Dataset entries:
▽
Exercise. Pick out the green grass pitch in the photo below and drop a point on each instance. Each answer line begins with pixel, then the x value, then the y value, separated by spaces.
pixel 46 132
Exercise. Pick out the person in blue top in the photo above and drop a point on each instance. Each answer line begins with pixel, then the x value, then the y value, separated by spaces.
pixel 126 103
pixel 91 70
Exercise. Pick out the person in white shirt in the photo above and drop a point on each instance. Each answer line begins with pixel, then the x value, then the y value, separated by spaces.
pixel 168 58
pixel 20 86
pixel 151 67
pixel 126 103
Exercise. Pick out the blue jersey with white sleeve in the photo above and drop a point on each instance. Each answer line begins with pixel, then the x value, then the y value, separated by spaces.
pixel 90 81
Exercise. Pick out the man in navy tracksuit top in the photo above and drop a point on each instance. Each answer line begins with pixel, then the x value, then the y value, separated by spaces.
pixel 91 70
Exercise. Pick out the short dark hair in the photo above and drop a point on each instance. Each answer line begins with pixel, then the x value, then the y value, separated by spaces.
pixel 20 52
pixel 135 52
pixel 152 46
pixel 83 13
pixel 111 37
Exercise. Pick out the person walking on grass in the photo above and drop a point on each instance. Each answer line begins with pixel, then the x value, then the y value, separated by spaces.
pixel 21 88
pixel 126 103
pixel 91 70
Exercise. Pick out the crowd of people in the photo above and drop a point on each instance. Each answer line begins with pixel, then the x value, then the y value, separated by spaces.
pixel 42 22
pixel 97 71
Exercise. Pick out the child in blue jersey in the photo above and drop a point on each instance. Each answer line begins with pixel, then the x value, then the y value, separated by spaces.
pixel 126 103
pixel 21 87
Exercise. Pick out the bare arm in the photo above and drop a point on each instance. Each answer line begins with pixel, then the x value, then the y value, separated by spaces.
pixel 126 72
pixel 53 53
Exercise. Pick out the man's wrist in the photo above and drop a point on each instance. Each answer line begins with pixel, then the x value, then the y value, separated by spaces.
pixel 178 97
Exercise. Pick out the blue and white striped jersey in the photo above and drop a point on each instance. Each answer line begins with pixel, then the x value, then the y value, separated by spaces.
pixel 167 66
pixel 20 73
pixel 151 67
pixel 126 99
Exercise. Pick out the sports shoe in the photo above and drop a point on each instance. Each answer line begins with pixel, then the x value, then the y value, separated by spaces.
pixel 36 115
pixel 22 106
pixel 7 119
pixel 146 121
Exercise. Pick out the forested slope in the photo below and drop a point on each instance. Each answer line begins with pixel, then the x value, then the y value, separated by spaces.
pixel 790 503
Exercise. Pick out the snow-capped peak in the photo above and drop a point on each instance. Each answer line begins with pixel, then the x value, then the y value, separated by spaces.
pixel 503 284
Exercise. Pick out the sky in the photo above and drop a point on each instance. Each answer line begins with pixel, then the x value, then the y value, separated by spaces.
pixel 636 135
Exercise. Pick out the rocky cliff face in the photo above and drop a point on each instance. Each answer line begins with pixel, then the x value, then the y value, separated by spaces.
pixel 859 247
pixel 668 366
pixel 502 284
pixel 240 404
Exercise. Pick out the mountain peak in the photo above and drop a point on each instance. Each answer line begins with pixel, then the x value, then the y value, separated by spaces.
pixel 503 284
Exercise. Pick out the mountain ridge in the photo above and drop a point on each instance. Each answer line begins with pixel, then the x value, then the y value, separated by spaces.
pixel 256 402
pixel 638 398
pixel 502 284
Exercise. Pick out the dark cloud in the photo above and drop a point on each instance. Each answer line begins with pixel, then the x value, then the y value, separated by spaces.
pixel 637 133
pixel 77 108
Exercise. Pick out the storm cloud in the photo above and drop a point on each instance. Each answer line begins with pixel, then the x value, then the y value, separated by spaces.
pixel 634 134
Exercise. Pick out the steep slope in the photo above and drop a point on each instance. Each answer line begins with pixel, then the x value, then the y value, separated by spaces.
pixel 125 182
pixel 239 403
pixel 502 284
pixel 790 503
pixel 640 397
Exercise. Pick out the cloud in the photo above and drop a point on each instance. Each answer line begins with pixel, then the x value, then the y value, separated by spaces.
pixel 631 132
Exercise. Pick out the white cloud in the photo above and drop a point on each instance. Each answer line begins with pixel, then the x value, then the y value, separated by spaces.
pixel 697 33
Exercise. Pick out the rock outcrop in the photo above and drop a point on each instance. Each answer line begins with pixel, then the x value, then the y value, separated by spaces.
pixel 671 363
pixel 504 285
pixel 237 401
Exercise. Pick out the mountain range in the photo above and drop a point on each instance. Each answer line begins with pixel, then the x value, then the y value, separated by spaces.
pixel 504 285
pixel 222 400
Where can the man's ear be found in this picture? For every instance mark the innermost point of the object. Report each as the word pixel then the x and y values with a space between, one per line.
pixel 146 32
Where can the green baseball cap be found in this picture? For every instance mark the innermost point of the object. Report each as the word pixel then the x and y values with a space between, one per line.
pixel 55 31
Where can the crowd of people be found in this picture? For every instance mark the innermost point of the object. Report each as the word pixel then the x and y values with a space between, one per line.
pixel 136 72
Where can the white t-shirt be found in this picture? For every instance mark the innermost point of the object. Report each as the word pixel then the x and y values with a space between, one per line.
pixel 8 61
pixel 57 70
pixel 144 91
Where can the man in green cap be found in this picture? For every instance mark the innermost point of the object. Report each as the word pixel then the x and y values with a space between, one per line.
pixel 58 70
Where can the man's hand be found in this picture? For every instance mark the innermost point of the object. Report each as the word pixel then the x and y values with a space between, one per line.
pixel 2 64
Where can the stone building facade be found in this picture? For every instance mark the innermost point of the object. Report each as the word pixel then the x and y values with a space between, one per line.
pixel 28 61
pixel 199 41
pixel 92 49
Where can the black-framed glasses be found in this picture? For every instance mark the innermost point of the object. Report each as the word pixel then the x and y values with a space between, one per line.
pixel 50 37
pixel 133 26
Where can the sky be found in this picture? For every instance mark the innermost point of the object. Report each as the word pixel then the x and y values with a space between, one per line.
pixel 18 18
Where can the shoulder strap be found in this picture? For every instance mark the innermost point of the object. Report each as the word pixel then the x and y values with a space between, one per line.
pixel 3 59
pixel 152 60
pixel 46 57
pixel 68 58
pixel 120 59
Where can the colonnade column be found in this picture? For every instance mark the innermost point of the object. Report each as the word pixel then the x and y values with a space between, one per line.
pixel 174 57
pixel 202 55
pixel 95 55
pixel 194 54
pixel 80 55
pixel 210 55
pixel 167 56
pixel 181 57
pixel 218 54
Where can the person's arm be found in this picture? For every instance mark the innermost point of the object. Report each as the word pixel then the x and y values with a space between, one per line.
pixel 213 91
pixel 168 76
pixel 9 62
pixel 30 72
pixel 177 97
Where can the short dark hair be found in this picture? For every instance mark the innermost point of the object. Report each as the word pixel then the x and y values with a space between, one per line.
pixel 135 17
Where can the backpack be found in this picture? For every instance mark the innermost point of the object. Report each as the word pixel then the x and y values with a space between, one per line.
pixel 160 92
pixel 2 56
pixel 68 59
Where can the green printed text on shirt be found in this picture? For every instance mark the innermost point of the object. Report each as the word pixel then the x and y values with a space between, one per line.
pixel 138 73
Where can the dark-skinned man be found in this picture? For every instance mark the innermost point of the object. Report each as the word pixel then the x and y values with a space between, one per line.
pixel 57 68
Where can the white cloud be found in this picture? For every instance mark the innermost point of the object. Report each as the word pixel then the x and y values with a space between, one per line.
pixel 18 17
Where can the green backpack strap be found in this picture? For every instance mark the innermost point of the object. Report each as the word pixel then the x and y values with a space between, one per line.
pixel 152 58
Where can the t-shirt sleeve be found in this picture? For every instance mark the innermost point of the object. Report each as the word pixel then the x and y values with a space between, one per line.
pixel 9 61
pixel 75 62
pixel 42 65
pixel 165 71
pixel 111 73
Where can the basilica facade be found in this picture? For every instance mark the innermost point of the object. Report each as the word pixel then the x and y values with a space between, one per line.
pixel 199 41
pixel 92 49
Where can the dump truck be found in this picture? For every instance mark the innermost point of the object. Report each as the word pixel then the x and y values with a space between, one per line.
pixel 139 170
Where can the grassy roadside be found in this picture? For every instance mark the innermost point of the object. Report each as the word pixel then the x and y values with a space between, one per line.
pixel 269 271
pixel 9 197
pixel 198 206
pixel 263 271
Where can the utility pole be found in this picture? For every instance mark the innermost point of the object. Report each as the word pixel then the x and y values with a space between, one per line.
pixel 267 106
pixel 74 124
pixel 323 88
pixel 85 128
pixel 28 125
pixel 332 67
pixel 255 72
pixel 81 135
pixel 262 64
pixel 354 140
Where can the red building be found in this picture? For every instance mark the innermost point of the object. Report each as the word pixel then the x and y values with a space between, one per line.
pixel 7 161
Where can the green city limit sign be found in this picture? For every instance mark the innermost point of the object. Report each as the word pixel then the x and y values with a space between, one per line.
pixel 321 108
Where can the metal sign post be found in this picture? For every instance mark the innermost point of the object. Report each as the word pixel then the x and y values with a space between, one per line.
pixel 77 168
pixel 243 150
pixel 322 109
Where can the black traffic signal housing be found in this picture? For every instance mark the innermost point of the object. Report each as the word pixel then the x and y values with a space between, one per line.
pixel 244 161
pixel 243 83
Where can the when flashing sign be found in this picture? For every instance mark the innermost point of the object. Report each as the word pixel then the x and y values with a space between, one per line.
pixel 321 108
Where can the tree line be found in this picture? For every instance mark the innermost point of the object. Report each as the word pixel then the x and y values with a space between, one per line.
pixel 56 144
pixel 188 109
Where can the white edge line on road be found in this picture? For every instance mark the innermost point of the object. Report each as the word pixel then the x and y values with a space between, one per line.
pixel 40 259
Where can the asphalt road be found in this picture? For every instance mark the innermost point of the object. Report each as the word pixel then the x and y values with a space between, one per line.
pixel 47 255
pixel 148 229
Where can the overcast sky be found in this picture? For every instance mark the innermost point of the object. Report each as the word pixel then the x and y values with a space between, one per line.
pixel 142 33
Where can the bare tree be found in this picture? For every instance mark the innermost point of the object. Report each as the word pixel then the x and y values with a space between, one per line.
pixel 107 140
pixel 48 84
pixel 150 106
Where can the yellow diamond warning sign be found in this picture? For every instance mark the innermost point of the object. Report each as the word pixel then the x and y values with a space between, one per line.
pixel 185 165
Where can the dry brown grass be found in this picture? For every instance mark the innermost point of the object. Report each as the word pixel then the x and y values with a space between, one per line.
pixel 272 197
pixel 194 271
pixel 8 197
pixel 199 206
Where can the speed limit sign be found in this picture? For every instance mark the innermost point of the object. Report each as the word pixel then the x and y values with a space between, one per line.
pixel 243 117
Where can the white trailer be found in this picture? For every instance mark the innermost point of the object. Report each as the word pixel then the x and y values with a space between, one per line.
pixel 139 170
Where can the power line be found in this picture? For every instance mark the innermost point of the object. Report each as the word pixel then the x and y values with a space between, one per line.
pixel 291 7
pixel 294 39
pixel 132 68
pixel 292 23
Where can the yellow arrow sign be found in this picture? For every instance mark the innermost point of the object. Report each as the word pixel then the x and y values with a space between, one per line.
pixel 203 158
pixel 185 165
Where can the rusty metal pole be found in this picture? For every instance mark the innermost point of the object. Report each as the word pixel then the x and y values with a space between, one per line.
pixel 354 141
△
Work item:
Nothing but the lines from the one holding "Where can the yellow diamond" to the end of the entries should be returned, each exactly as it stands.

Your solution:
Where can the yellow diamond warning sign be found in this picture? For every instance mark the innermost point of the object. Report each as the word pixel then the x and y values with a space between, one per line.
pixel 185 165
Where can the dry brown grass be found in this picture? For every instance mark the innermost point of the object. Report each as the word pixel then the x and y values with a space between, one per line.
pixel 272 197
pixel 194 271
pixel 8 197
pixel 199 206
Where can the speed limit sign be found in this picture? For every instance mark the innermost point of the object. Report each as the word pixel then the x and y values with a space between, one per line.
pixel 243 117
Where can the white trailer be found in this picture? For every instance mark the innermost point of the object. Report each as the word pixel then the x and y values with a space between, one per line.
pixel 139 170
Where can the power line be found in this picture? For every instance mark the innermost point of the object. Report each as the word pixel then the x and y values with a space between, one per line.
pixel 291 7
pixel 294 39
pixel 132 68
pixel 292 23
Where can the yellow arrow sign be found in this picture? For every instance mark the innermost point of the object. Report each as the word pixel then the x and y values with a space between, one per line.
pixel 203 158
pixel 185 165
Where can the rusty metal pole be found in this picture? For every instance mark the innermost point of the object. Report each as the word pixel then the x and y values with a space between, one per line.
pixel 354 141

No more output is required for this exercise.